Challenge
Put every line below into a Markdown table with two columns, No. and Text: the row number in one and the line in the other. Skip blank lines and leave the pictures out.

=== Entries shown ===

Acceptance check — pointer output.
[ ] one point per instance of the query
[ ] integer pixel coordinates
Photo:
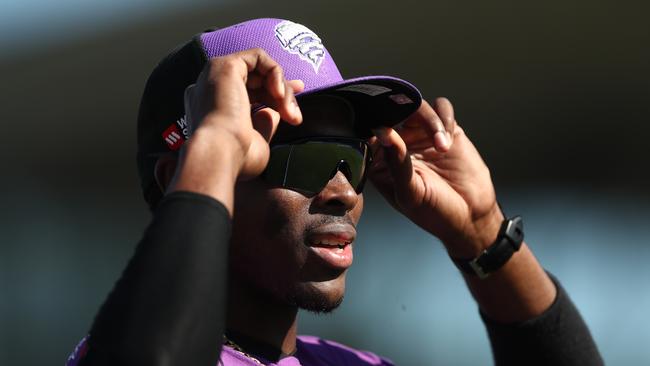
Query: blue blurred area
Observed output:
(556, 97)
(404, 300)
(26, 25)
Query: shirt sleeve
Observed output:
(168, 307)
(558, 337)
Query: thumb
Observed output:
(396, 156)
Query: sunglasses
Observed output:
(307, 165)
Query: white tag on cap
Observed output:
(368, 89)
(400, 99)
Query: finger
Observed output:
(445, 111)
(265, 121)
(298, 86)
(427, 118)
(287, 106)
(188, 98)
(279, 93)
(395, 155)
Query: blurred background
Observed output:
(555, 94)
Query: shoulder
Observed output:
(318, 351)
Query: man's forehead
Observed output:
(323, 115)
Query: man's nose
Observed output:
(337, 197)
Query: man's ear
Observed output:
(164, 171)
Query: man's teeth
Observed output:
(333, 243)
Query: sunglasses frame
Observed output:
(353, 142)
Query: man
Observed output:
(244, 234)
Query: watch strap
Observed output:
(508, 241)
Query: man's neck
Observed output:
(256, 317)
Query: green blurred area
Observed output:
(555, 94)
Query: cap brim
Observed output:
(376, 100)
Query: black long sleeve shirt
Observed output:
(169, 306)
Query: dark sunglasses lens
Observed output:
(311, 165)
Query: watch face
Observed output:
(515, 231)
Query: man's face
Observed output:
(292, 247)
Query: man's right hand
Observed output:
(228, 144)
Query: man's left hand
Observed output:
(429, 170)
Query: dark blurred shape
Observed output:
(556, 96)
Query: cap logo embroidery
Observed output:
(298, 39)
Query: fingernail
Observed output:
(296, 108)
(382, 135)
(443, 138)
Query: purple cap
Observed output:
(376, 100)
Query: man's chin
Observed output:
(316, 300)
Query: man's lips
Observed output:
(333, 244)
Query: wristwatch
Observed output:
(509, 239)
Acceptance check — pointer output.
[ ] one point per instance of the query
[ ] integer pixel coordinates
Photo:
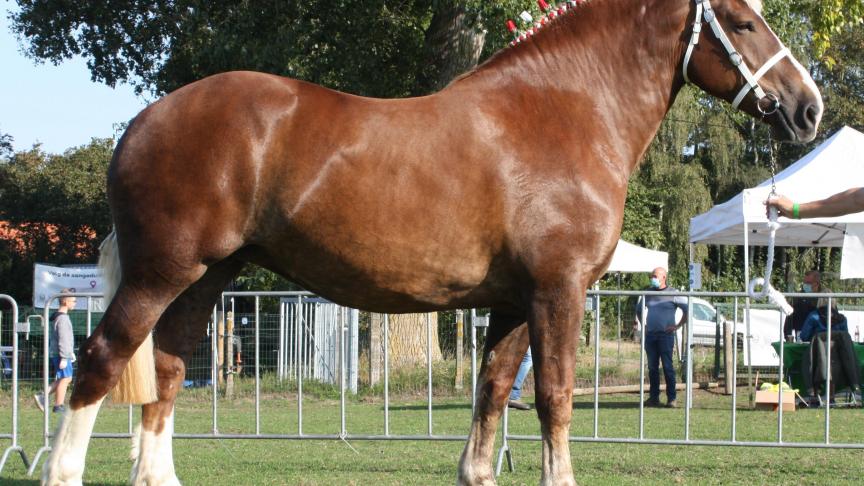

===

Answer to this exercise
| No. | Text |
|---|---|
| 1 | Acceptance check — pointer output. |
| 2 | [ ] one point per instance of the query |
| 3 | [ ] integer pixel coordinates |
| 4 | Photo: |
| 5 | Query: blue blurred area |
| 6 | Observed output: |
| 7 | (556, 97) |
| 8 | (404, 300) |
| 9 | (26, 25) |
| 10 | Query: shirt sleeve |
| 11 | Observed output: |
| 12 | (168, 307) |
| 13 | (558, 337) |
| 14 | Query: thumb |
| 15 | Observed output: |
| 16 | (396, 156) |
| 17 | Query: sunglasses |
| 18 | Observed output: |
| 19 | (307, 165) |
| 20 | Query: white tag on cap |
| 21 | Observed output: |
| 22 | (368, 89) |
| 23 | (400, 99) |
| 24 | Query: finger |
| 25 | Observed output: |
| 26 | (445, 111) |
| 27 | (265, 121) |
| 28 | (298, 86) |
| 29 | (427, 118) |
| 30 | (287, 106) |
| 31 | (188, 98) |
| 32 | (279, 93) |
| 33 | (395, 155) |
| 34 | Query: blurred background |
| 35 | Observed output: |
| 36 | (555, 94) |
| 37 | Query: shoulder |
| 38 | Observed output: |
| 39 | (318, 351) |
| 40 | Query: man's forehead |
| 41 | Observed output: |
| 42 | (323, 115) |
| 43 | Query: man's nose |
| 44 | Observed output: |
| 45 | (337, 197) |
| 46 | Query: man's ear |
| 47 | Observed output: |
| 48 | (164, 171) |
| 49 | Query: man's teeth |
| 50 | Observed output: |
| 51 | (333, 243) |
| 52 | Query: sunglasses frame |
| 53 | Observed output: |
| 54 | (353, 142) |
| 55 | Query: man |
| 56 | Observed output: |
| 57 | (244, 234) |
| 58 | Query: watch strap |
| 59 | Observed output: |
| 60 | (508, 241) |
| 61 | Query: man's neck |
| 62 | Observed output: |
| 63 | (256, 317) |
| 64 | Query: green blurred area |
| 65 | Observed output: |
| 66 | (555, 94) |
| 67 | Query: cap brim |
| 68 | Observed output: |
| 69 | (376, 100) |
| 70 | Query: black long sleeve shirt |
| 71 | Observed output: |
| 72 | (169, 306) |
| 73 | Query: dark sunglasses lens |
| 74 | Observed output: |
| 75 | (311, 165) |
| 76 | Query: watch face |
| 77 | Observed output: |
| 78 | (515, 231) |
| 79 | Query: man's face |
| 80 | Observed output: |
| 81 | (292, 247) |
| 82 | Query: man's right hand |
| 83 | Observed output: |
| 84 | (228, 144) |
| 85 | Query: man's left hand |
| 86 | Observed output: |
| 87 | (429, 170) |
| 88 | Query: dark blurred shape |
| 89 | Observed output: |
| 90 | (556, 96) |
| 91 | Query: cap logo embroidery |
| 92 | Observed output: |
| 93 | (298, 39) |
| 94 | Query: fingernail |
| 95 | Observed output: |
| 96 | (296, 108) |
| 97 | (382, 135) |
| 98 | (443, 138) |
| 99 | Query: purple cap |
| 100 | Observed output: |
| 101 | (376, 100) |
| 102 | Query: man's chin |
| 103 | Observed output: |
| 104 | (316, 300) |
| 105 | Query: man's lips |
| 106 | Observed output: |
| 107 | (333, 244) |
| 108 | Query: wristwatch |
| 109 | Observed output: |
| 110 | (509, 239) |
| 111 | Acceptance check — pointer output. |
| 112 | [ ] one point per instance of the query |
| 113 | [ ] integer pixel coordinates |
| 114 | Photo: |